• _EXERCISE MATERIAL_:
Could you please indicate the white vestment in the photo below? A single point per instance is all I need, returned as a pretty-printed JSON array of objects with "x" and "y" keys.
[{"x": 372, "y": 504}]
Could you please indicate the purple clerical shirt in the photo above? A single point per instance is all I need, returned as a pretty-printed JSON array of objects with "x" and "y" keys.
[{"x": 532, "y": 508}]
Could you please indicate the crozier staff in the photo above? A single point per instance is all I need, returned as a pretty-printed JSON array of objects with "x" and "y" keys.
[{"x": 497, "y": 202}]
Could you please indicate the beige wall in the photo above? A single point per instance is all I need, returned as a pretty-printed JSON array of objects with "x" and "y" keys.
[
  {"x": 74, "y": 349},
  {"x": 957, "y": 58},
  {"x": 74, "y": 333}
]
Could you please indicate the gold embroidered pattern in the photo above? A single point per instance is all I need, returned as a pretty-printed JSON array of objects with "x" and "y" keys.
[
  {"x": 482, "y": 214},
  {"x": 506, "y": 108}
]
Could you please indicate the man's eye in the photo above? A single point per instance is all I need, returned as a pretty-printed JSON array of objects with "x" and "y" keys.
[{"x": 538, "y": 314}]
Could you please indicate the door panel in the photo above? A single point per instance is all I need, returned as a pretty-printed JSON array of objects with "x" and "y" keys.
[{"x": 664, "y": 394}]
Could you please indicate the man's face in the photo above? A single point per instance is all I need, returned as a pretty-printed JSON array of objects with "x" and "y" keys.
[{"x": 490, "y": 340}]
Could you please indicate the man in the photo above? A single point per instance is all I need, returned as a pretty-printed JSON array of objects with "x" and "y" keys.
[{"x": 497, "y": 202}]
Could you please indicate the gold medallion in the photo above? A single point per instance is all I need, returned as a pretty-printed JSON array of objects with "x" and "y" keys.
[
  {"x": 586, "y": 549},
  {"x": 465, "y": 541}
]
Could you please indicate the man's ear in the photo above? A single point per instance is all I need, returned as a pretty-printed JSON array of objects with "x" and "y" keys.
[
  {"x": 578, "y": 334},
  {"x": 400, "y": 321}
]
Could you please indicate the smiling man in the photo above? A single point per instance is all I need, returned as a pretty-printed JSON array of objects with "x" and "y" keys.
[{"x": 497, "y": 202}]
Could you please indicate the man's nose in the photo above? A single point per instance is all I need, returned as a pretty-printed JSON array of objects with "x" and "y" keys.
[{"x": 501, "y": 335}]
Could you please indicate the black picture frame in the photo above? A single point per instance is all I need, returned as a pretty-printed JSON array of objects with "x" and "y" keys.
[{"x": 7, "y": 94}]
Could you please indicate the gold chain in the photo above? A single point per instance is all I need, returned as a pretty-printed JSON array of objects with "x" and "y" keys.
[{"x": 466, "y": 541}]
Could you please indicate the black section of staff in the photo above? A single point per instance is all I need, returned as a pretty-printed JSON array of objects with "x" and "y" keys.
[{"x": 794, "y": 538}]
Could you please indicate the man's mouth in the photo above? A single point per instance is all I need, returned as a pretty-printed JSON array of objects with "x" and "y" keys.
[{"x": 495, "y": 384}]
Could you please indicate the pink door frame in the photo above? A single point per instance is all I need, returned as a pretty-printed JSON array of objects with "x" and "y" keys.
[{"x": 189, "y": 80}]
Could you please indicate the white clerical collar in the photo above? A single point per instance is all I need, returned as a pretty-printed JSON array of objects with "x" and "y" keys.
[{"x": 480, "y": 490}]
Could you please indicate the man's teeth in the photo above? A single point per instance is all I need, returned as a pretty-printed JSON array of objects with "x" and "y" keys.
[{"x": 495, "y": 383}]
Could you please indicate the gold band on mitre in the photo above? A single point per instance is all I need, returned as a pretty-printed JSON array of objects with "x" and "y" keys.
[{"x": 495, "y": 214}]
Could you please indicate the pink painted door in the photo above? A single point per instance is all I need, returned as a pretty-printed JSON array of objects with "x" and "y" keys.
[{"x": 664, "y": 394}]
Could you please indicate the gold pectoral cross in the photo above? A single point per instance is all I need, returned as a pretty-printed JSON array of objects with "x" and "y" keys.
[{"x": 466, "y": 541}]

• _WORK TO COMPLETE_: Exact repetition is required for the lines from the one that contains "Could you please indicate the black section" through the final line; leave out everything else.

• _RESULT OF THE EXERCISE_:
Could you please indicate the black section of staff in the photo above? A single point per instance is all I need, returned as a pretty-printed JSON array of objects with "x" and "y" keys.
[{"x": 794, "y": 538}]
Could you please indicate the man's mouth in the photo above? A single point per instance is all I need, returned as a pretty-printed JSON array of objects with "x" and "y" keys.
[{"x": 495, "y": 384}]
Could you please indicate the pink door frame in the photo above? A single point per instance is all I need, returned as a pretty-printed JSON array of objects with "x" and "y" keys.
[{"x": 189, "y": 80}]
Could you please indicate the white clerical collar in the photo above? A single point per instance is all I need, returned as a pretty-printed JSON array of objects with "x" and "y" keys.
[{"x": 480, "y": 490}]
Could you please indicate the man's teeth in the photo above? A single point per instance is all I need, returned as a pretty-printed JSON array of objects with "x" and "y" keys.
[{"x": 495, "y": 383}]
Could you please indicate the gold band on mitre in the photo above? A single point per instance is all I need, returned as a pretty-printed JSON array of objects with "x" and "y" keys.
[{"x": 495, "y": 214}]
Could you please indicate the pink painted door in the photo above? A single point per instance is all I need, returned as a pretty-printed JSON array of objects with "x" and "y" keys.
[{"x": 664, "y": 394}]
Could you please indicate the gold pectoral cross in the photo above? A single point per instance is all I need, returned as a pretty-printed JSON array of objects with "x" and "y" keys.
[{"x": 466, "y": 541}]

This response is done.